→ **Directions**
Repeat each entry exactly. Drop every image.

——

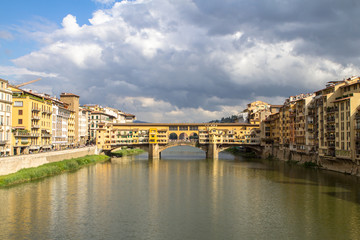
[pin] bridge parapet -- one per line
(211, 138)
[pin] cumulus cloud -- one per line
(199, 60)
(6, 35)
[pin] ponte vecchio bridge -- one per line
(156, 137)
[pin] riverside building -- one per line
(5, 118)
(31, 122)
(326, 123)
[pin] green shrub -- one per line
(49, 169)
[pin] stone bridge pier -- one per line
(211, 150)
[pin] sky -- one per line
(179, 60)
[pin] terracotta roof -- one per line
(68, 95)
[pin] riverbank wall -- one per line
(15, 163)
(346, 166)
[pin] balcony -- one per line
(330, 119)
(330, 138)
(332, 109)
(25, 134)
(330, 128)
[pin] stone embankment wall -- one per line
(337, 165)
(15, 163)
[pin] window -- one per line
(18, 103)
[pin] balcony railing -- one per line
(25, 134)
(330, 119)
(330, 137)
(332, 109)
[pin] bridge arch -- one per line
(173, 136)
(183, 136)
(194, 136)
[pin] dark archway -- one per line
(183, 136)
(194, 136)
(173, 136)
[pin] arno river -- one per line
(184, 196)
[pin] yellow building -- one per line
(31, 121)
(5, 118)
(113, 134)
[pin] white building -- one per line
(60, 120)
(5, 118)
(83, 125)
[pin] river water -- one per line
(184, 196)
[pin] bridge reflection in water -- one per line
(156, 137)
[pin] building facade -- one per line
(5, 118)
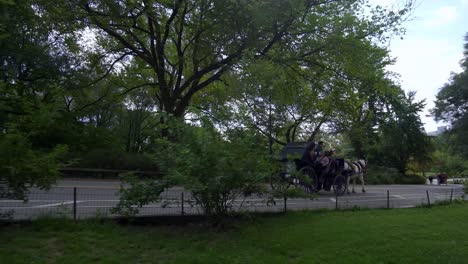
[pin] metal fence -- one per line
(82, 203)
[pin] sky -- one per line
(430, 50)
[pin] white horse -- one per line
(355, 170)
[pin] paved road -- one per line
(96, 197)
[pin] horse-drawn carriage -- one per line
(316, 176)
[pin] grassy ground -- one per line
(420, 235)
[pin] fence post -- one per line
(285, 204)
(182, 203)
(428, 200)
(74, 203)
(388, 199)
(336, 201)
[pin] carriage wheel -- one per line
(339, 185)
(311, 187)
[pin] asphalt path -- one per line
(95, 198)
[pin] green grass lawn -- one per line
(420, 235)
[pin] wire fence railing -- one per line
(85, 202)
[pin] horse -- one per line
(354, 170)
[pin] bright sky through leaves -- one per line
(431, 48)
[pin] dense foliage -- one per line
(451, 107)
(204, 92)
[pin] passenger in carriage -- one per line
(308, 156)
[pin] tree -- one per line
(191, 44)
(30, 102)
(451, 106)
(402, 137)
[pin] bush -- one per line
(411, 179)
(216, 169)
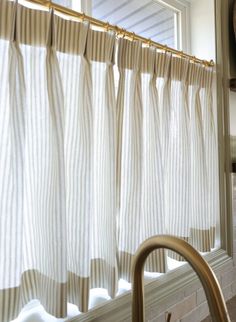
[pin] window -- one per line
(163, 21)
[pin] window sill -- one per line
(167, 288)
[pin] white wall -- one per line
(232, 104)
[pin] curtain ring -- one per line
(107, 26)
(14, 22)
(82, 17)
(133, 35)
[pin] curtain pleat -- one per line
(178, 175)
(129, 56)
(152, 198)
(199, 222)
(85, 175)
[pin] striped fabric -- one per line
(87, 175)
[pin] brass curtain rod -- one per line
(119, 31)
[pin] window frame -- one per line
(174, 281)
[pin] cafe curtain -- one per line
(95, 161)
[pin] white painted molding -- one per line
(156, 291)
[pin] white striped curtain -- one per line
(87, 175)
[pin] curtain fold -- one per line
(87, 175)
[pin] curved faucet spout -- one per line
(210, 284)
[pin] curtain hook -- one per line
(107, 26)
(133, 35)
(123, 32)
(14, 36)
(82, 17)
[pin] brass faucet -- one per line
(207, 277)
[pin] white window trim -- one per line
(156, 291)
(182, 8)
(159, 290)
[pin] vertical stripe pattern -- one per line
(85, 175)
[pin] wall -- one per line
(232, 69)
(186, 303)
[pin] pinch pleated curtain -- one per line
(87, 174)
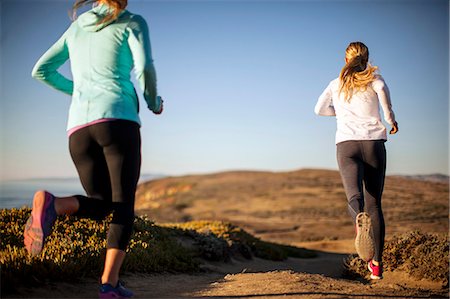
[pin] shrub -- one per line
(76, 248)
(418, 254)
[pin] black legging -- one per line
(108, 159)
(365, 162)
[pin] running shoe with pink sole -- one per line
(40, 223)
(364, 241)
(107, 291)
(376, 272)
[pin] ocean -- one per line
(19, 193)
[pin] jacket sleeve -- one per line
(324, 104)
(384, 97)
(46, 68)
(139, 42)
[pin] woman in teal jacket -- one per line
(104, 44)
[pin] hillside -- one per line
(290, 207)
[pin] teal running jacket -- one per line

——

→ **Response**
[pin] bridge parapet -- one per line
(211, 138)
[pin] cumulus cloud -- one per line
(199, 60)
(6, 35)
[pin] ponte vecchio bridge -- one per line
(156, 137)
[pin] riverside building -- one per line
(5, 118)
(31, 122)
(326, 123)
[pin] green shrub -- one per line
(49, 169)
[pin] stone bridge pier -- one per line
(211, 150)
[pin] sky -- one per line
(179, 60)
[pin] terracotta roof -- one per line
(68, 95)
[pin] riverbank wall -- one per line
(15, 163)
(346, 166)
[pin] balcony -- one per line
(330, 119)
(330, 138)
(332, 109)
(25, 134)
(330, 128)
[pin] stone embankment wall -- one per line
(337, 165)
(15, 163)
[pin] window -- one per line
(18, 103)
[pin] balcony railing -- one per line
(25, 134)
(330, 119)
(330, 137)
(332, 109)
[pin] bridge arch -- one per line
(173, 136)
(183, 136)
(194, 136)
[pin] dark archway -- one per line
(183, 136)
(194, 136)
(173, 136)
[pin] arno river -- one per line
(184, 196)
[pin] yellow building -- one per line
(31, 121)
(5, 118)
(113, 134)
[pin] white building -- one per line
(60, 120)
(5, 118)
(83, 125)
[pin] river water -- one per line
(184, 196)
[pin] bridge reflection in water -- one per line
(156, 137)
[pin] building facade -- one per line
(5, 118)
[pin] metal fence -- one per line
(82, 203)
[pin] sky -- one per line
(430, 50)
[pin] white horse -- one per line
(355, 170)
[pin] paved road -- one per line
(96, 197)
[pin] horse-drawn carriage -- one per line
(316, 176)
[pin] grassy ground -- one per line
(420, 235)
[pin] fence post -- one per line
(285, 204)
(182, 203)
(428, 200)
(74, 203)
(388, 199)
(336, 201)
[pin] carriage wheel -- one per line
(339, 185)
(311, 187)
[pin] asphalt path -- one per line
(95, 198)
[pin] green grass lawn -- one per line
(420, 235)
[pin] wire fence railing -- one per line
(85, 202)
[pin] horse -- one per line
(354, 170)
[pin] bright sky through leaves -- one per line
(431, 48)
[pin] dense foliage -- one per line
(451, 107)
(204, 92)
[pin] passenger in carriage -- one per line
(308, 156)
[pin] tree -- one per line
(191, 44)
(30, 102)
(451, 106)
(402, 137)
[pin] bush -- one per line
(411, 179)
(216, 169)
[pin] window -- one per line
(163, 21)
[pin] window sill -- one per line
(167, 288)
[pin] white wall -- one per line
(232, 104)
[pin] curtain ring -- one per line
(107, 26)
(14, 22)
(82, 17)
(133, 35)
[pin] curtain pleat -- one per line
(178, 175)
(129, 56)
(152, 198)
(199, 222)
(85, 175)
[pin] striped fabric -- one per line
(87, 175)
[pin] brass curtain rod -- one per line
(119, 31)
[pin] window frame -- one per line
(174, 281)
[pin] cafe curtain -- one per line
(95, 161)
[pin] white painted molding -- one per line
(156, 291)
[pin] white striped curtain -- one per line
(87, 175)
[pin] curtain fold -- one per line
(87, 175)
[pin] curved faucet spout -- one per line
(210, 284)
[pin] curtain hook -- one per line
(107, 26)
(133, 35)
(123, 32)
(14, 36)
(82, 17)
[pin] brass faucet -- one per line
(207, 277)
[pin] white window trim -- one per line
(156, 291)
(182, 8)
(159, 290)
[pin] vertical stripe pattern -- one per line
(85, 175)
[pin] wall -- one per line
(232, 69)
(186, 303)
[pin] pinch pleated curtain -- one per line
(87, 174)
[pin] shrub -- one per line
(76, 248)
(418, 254)
[pin] black legging -- one per line
(108, 159)
(365, 162)
[pin] running shoe with pink sole -- one per line
(40, 223)
(364, 241)
(107, 291)
(376, 272)
[pin] ocean -- one per line
(19, 193)
[pin] jacket sleeve -- one per line
(324, 104)
(384, 97)
(46, 68)
(139, 42)
[pin] woman in teal jacket -- one per line
(104, 44)
[pin] hillside -- one per line
(290, 207)
[pin] teal running jacket -- one per line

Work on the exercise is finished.